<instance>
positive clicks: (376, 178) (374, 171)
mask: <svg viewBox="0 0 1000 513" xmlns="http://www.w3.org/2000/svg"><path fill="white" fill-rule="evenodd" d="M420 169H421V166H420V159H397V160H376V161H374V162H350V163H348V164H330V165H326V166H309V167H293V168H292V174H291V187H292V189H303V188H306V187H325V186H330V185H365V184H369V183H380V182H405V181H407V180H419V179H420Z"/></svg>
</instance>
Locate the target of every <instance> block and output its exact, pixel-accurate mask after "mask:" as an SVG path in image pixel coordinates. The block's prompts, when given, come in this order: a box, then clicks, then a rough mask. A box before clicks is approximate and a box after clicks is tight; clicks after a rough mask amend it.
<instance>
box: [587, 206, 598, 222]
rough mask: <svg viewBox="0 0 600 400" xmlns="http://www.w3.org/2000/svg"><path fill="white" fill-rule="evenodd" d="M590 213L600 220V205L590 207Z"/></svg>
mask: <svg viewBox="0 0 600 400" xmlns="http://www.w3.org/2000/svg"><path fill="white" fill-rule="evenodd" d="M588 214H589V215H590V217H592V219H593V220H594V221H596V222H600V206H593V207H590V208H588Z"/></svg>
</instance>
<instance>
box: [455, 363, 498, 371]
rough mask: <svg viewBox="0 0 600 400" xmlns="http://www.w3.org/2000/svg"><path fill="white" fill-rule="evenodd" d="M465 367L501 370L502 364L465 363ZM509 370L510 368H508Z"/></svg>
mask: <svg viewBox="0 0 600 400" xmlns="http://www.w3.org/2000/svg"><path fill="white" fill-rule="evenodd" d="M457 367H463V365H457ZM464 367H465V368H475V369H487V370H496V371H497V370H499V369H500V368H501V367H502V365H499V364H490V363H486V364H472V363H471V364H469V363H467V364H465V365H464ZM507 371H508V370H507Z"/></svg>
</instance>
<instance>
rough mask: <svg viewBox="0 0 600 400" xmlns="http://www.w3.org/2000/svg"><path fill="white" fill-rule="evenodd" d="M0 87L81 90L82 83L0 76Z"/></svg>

----------

PROBLEM DESCRIPTION - Give the listing again in full, and make every line match exactly.

OUTPUT BELOW -
<instance>
positive clicks: (376, 178) (374, 171)
mask: <svg viewBox="0 0 1000 513" xmlns="http://www.w3.org/2000/svg"><path fill="white" fill-rule="evenodd" d="M420 169H421V166H420V159H397V160H376V161H374V162H350V163H348V164H330V165H326V166H309V167H293V168H292V174H291V187H292V189H303V188H306V187H325V186H330V185H365V184H369V183H380V182H405V181H407V180H419V179H420Z"/></svg>
</instance>
Locate the target of every <instance> block and output its exact, pixel-accurate mask after "mask:" as an SVG path in image pixel coordinates. The block's prompts, when given, come in this order: a box, then clicks, then a rough mask. A box before clicks is approximate and a box after clicks is tight; clicks after a rough mask amend it.
<instance>
box: [587, 206, 598, 222]
rough mask: <svg viewBox="0 0 600 400" xmlns="http://www.w3.org/2000/svg"><path fill="white" fill-rule="evenodd" d="M590 213L600 220V205L590 207Z"/></svg>
mask: <svg viewBox="0 0 600 400" xmlns="http://www.w3.org/2000/svg"><path fill="white" fill-rule="evenodd" d="M588 214H589V215H590V217H592V219H593V220H594V221H596V222H600V206H593V207H590V208H588Z"/></svg>
</instance>
<instance>
box: [455, 363, 498, 371]
rough mask: <svg viewBox="0 0 600 400" xmlns="http://www.w3.org/2000/svg"><path fill="white" fill-rule="evenodd" d="M465 367L501 370L502 364L465 363ZM509 370L510 368H508Z"/></svg>
mask: <svg viewBox="0 0 600 400" xmlns="http://www.w3.org/2000/svg"><path fill="white" fill-rule="evenodd" d="M457 367H463V365H457ZM464 367H465V368H475V369H487V370H496V371H497V370H499V369H500V368H501V367H502V365H499V364H490V363H486V364H472V363H471V364H469V363H467V364H465V365H464ZM507 371H508V370H507Z"/></svg>
</instance>
<instance>
rough mask: <svg viewBox="0 0 600 400" xmlns="http://www.w3.org/2000/svg"><path fill="white" fill-rule="evenodd" d="M0 87L81 90L82 83L0 76Z"/></svg>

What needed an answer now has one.